Do this ::
Reproduce the data below with every "Objective" swapped for "Goal", leaving everything else unchanged, and omit the pictures.

——

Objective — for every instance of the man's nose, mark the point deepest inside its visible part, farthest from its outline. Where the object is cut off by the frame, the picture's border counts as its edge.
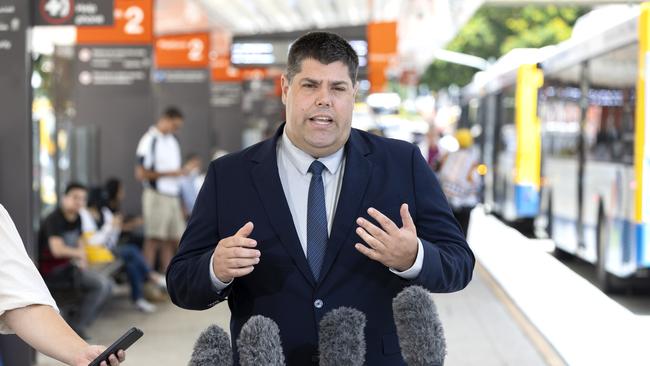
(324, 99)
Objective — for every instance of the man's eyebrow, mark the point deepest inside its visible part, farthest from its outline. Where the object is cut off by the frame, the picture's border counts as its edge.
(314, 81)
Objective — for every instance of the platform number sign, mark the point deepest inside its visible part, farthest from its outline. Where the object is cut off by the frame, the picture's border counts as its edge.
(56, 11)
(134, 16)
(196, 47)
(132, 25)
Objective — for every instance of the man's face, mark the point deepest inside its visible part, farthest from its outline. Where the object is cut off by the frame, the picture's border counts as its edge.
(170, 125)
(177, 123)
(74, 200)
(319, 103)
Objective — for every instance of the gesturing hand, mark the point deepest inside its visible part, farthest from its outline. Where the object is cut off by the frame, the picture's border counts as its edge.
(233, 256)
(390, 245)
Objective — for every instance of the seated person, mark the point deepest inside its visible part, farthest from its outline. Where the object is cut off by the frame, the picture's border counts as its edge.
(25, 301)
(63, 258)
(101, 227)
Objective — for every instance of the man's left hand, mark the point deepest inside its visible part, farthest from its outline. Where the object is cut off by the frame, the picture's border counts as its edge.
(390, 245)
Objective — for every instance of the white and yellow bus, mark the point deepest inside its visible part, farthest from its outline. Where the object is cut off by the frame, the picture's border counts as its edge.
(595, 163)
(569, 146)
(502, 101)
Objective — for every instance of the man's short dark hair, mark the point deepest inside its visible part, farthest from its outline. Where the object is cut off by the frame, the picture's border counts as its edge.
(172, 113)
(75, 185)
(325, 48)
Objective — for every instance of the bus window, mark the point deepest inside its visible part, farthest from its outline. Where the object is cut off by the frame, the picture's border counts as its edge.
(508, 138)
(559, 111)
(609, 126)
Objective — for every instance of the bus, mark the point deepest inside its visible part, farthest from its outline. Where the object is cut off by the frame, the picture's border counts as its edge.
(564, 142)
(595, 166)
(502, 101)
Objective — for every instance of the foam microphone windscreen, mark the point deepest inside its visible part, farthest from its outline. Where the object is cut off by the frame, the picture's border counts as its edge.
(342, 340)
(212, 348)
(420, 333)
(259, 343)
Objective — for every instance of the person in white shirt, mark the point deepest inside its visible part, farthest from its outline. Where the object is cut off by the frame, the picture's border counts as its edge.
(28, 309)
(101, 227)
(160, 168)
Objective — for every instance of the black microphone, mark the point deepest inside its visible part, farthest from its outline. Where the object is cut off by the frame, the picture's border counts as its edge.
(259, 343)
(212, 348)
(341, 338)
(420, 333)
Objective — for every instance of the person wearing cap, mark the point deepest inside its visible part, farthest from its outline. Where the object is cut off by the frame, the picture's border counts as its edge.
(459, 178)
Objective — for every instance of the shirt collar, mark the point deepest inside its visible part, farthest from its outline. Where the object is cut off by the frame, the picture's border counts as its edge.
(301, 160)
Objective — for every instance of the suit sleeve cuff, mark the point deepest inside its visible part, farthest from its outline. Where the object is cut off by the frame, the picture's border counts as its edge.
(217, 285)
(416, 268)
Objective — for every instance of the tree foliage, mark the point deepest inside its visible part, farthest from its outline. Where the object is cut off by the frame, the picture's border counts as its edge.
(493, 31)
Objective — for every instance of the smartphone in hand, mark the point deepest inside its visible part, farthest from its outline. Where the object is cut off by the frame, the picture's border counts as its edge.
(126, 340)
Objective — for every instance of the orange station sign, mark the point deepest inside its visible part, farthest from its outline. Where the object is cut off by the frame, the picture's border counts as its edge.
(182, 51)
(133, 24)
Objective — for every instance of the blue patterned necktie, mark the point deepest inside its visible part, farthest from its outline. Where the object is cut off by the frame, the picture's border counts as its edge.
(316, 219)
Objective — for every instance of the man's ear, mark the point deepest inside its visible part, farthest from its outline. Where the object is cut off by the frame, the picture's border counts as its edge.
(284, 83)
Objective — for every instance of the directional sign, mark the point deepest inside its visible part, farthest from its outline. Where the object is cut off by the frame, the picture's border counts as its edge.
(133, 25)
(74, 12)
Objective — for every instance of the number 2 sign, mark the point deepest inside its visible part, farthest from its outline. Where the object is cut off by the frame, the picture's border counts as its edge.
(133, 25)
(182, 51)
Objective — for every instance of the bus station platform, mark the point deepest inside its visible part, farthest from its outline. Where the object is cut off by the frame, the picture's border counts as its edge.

——

Task response ::
Goal — for every instance of the man's nose, mark the point deepest inside its visible part, farthest from its outline. Where the object is cut off by the frame, the picture's border counts as its edge.
(324, 99)
Goal — for every instance of the man's eyebrow, mark the point deepest inside its visible part, farthest from its outline. Where the object is cut off by the frame, the picture's border counts as its edge.
(314, 81)
Goal — for every instance of the platform number sign, mark the point deepest inside its visible part, farthest from its outline. Where the object is cut off by the frame, the picture's border counts as its edge.
(56, 11)
(134, 16)
(196, 47)
(132, 25)
Goal — for every instance of the man's face, mark the point deepest inside its visible part, farthest from its outline. Where the object is cut off by the frame, the picture's border counts as its edge.
(170, 125)
(177, 123)
(74, 200)
(319, 103)
Goal — for every instance of the gesturing hand, mark the point deepest inside its visible part, farthest from its outline. Where the object is cut off by the frame, the picture's border counts as its edge.
(233, 256)
(390, 245)
Goal — for every instance of the seated person, mark the point deepest inside its visible part, farthest from its outline. Where the object is cut off by the frame, the picture's border counts as its edge.
(25, 301)
(63, 258)
(101, 227)
Goal — for every instance of the man's left hand, mark the point deepest inside its visible part, farthest from its outline. Where the object is cut off by the frame, the picture's border counts as its edge.
(390, 245)
Goal — for every instance of the white and yellow bus, mark the point deepest inside its visible part, farthest from its outline. Where the object is cut off by the frame, the picture's border counts as its edge.
(595, 163)
(569, 146)
(502, 101)
Goal — for every instance of the man's short dark hair, mark the point deepest inside its visible part, farthest from its outline. Where the object is cut off by the frame, the picture's border counts as its edge.
(172, 113)
(75, 185)
(325, 48)
Goal — for every instance of the bus window, mark the point deepest inside its visible part, farthest from its outline. Where the object is cut off by the frame, the picture's border counts as its edge.
(508, 138)
(559, 111)
(609, 126)
Goal — for every instance of the bus, mark the point deepest inside its visible part, farthest from its outline. Where the object is cut off by the frame, the picture's border counts as its edge.
(564, 142)
(595, 166)
(502, 101)
Goal — for every instance of the foam microphone windscreen, mark the point deepest inside its visible part, farthest from its outline. Where the object is cut off by the frame, the picture's border counts as its edge.
(342, 340)
(212, 348)
(420, 333)
(259, 343)
Goal — for every instance of the person in white shirt, mark the point deepest inside its visible part, farthest from its outline. Where the object is cut off by the frame, the picture's border counts as its edge.
(28, 309)
(101, 227)
(160, 168)
Goal — for every instance of the black microphone, mark the point deepest inside its visible part, farthest from its outline. Where the object is cut off by the frame, the picture's border counts as its edge.
(259, 343)
(212, 348)
(341, 338)
(420, 333)
Goal — for every instance of the person wearing cap, mark the point deepest inside its visible part, farthest from its outline. Where the object is cut off by the frame, the picture's border counts as its edge.
(459, 178)
Goal — for every instance of the shirt collar, mark the point deepest inside its visible part, farthest from its outline. Where the object is cut off by the frame, the picture's border counts as its edge.
(301, 160)
Goal — for every instance of the suit sleeve cuff, mark the point deepest inside its visible part, farthest from its outline. Where the object is cut off by the frame, the picture's border counts as its edge.
(217, 285)
(416, 268)
Goal — for every instance of the tree foliage, mark the point deepest inside its visible part, farthest from its outline. Where the object is cut off by the frame, the picture's border counts as its edge.
(493, 31)
Goal — for every instance of the smartphone in hand, mark the point deepest inside its visible part, farthest from its outline. Where the object is cut off by the frame, the picture's border counts as its edge.
(126, 340)
Goal — for every instance of the orange station sign, mark the point deepest inside its visible part, farthest from its outline. Where the object is cut off by the frame, the picture's border counts as its edge.
(182, 51)
(133, 24)
Goal — for every instance of the blue patterned necktie, mark the point deepest inside its visible part, farthest from its outline. Where the object is cut off by the frame, the picture's border counts as its edge.
(316, 219)
Goal — for every instance of the man's ear, mark the point deepest inside its visible part, farthest from its outline. Where the object is cut off by the frame, the picture's border counts as its edge.
(284, 83)
Goal — for every instance of the directional sign, mark the point deepest inside its visible part, farthest from its outline. Where the object is cut off by the frame, the picture's border counts as its edge.
(133, 25)
(74, 12)
Goal — for every instance of the number 2 sign, mark the point deepest inside its visible part, farthest from its outline. Where the object is cut off by the frame, the picture's border counts as its edge.
(133, 25)
(182, 51)
Goal — for every instance of the bus station platform, mark the point deepest inside its visible part, farthest from its outline. Where the object is cut off by the frame, the picture's border counts as its edge.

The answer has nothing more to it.